### Material for this task
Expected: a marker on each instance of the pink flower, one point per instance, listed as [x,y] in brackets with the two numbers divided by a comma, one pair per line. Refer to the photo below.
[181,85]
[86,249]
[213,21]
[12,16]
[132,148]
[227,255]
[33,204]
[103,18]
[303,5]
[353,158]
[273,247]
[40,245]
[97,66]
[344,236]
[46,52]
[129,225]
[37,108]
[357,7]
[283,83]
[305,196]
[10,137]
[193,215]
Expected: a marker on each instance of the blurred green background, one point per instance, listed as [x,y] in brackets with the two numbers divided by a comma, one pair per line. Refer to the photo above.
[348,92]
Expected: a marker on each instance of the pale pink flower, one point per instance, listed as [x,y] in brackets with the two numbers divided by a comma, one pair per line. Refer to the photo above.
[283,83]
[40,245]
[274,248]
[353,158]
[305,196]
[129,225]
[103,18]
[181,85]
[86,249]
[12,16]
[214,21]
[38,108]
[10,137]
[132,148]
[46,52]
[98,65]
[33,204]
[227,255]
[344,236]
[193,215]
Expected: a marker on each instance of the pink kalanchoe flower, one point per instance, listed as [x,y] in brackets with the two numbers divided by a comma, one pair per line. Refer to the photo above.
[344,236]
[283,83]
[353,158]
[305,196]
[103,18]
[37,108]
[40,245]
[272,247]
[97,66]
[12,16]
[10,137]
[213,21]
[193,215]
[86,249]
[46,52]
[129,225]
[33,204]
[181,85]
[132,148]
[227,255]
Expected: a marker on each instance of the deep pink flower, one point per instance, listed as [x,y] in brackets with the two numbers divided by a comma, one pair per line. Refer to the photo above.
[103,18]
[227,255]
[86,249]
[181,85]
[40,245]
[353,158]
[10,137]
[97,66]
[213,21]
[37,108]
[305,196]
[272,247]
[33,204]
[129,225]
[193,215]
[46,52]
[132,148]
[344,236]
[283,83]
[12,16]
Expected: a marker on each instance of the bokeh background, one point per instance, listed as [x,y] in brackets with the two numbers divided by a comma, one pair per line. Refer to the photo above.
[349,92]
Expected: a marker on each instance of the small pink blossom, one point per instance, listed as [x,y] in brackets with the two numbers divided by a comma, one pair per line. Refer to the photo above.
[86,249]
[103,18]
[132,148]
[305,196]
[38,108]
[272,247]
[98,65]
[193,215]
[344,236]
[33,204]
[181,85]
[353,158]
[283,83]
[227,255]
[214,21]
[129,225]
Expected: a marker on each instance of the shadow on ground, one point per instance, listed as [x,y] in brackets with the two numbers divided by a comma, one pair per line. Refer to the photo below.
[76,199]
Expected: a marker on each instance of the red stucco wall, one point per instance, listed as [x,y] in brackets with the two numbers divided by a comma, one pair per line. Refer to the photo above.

### Written exercise
Reproduce the complete data exactly as presented above.

### The result
Expected: a marker on each instance of the pink flower, one point per instance, listed as [x,y] in brackets with the two numbers divided by a comma, one pair per line. Refer to the photo below.
[181,85]
[86,249]
[213,21]
[12,16]
[132,148]
[227,255]
[33,204]
[103,18]
[303,5]
[353,158]
[273,247]
[40,245]
[97,66]
[344,236]
[46,52]
[129,225]
[37,108]
[357,7]
[283,83]
[305,196]
[10,137]
[193,215]
Expected: a marker on each instance of the blurred green background, one point per instance, listed as [x,y] in brackets with the two numbers divided by a comma, one pair per line. Refer to the photo above.
[348,92]
Expected: a marker on each instance of the pale pink flower, one point per instance, listed as [x,y] in brackets with the two numbers divided by a comma, one pair per line. Refer to the photo above.
[283,83]
[40,245]
[274,248]
[353,158]
[305,196]
[129,225]
[103,18]
[181,85]
[86,249]
[12,16]
[214,21]
[38,108]
[10,137]
[132,148]
[46,52]
[98,65]
[33,204]
[227,255]
[344,236]
[193,215]
Expected: a marker on each instance of the pink kalanchoe flower, one point per instance, listed as [x,y] in brackets with the two numbers divided by a comma, one pair per line. Refer to the photo above.
[344,236]
[283,83]
[353,158]
[305,196]
[103,18]
[37,108]
[40,245]
[272,247]
[97,66]
[12,16]
[10,137]
[213,21]
[193,215]
[86,249]
[46,52]
[129,225]
[33,204]
[181,85]
[132,148]
[227,255]
Expected: a marker on each instance of the deep pink flower, one point per instance, listed as [x,y] in brackets with the two numbers divided by a comma, one pair per line. Refer to the photo above.
[103,18]
[227,255]
[86,249]
[181,85]
[40,245]
[353,158]
[10,137]
[97,66]
[213,21]
[37,108]
[305,196]
[272,247]
[33,204]
[129,225]
[193,215]
[46,52]
[132,148]
[344,236]
[283,83]
[12,16]
Expected: a marker on each instance of the bokeh background, one point per instance, listed as [x,y] in brackets with the two numbers divided by a comma, one pair per line. Refer to the photo above.
[349,92]
Expected: a marker on each instance of the small pink blossom, one point per instance, listed as [x,y] in brackets with the two numbers divided by a comma, one pair per line. Refer to the photo above.
[86,249]
[103,18]
[132,148]
[305,196]
[38,108]
[272,247]
[98,65]
[193,215]
[344,236]
[33,204]
[181,85]
[353,158]
[283,83]
[227,255]
[214,21]
[129,225]
Expected: a marker on each instance of the shadow on ground, one point per instance, listed as [x,y] in brackets with the two numbers divided by a comma, one pair per line. Refer to the photo below.
[76,199]
Expected: a marker on each instance of the red stucco wall, one point per instance, listed as [x,y] in brackets with the two numbers divided by a comma, one pair per line. Refer to the photo above.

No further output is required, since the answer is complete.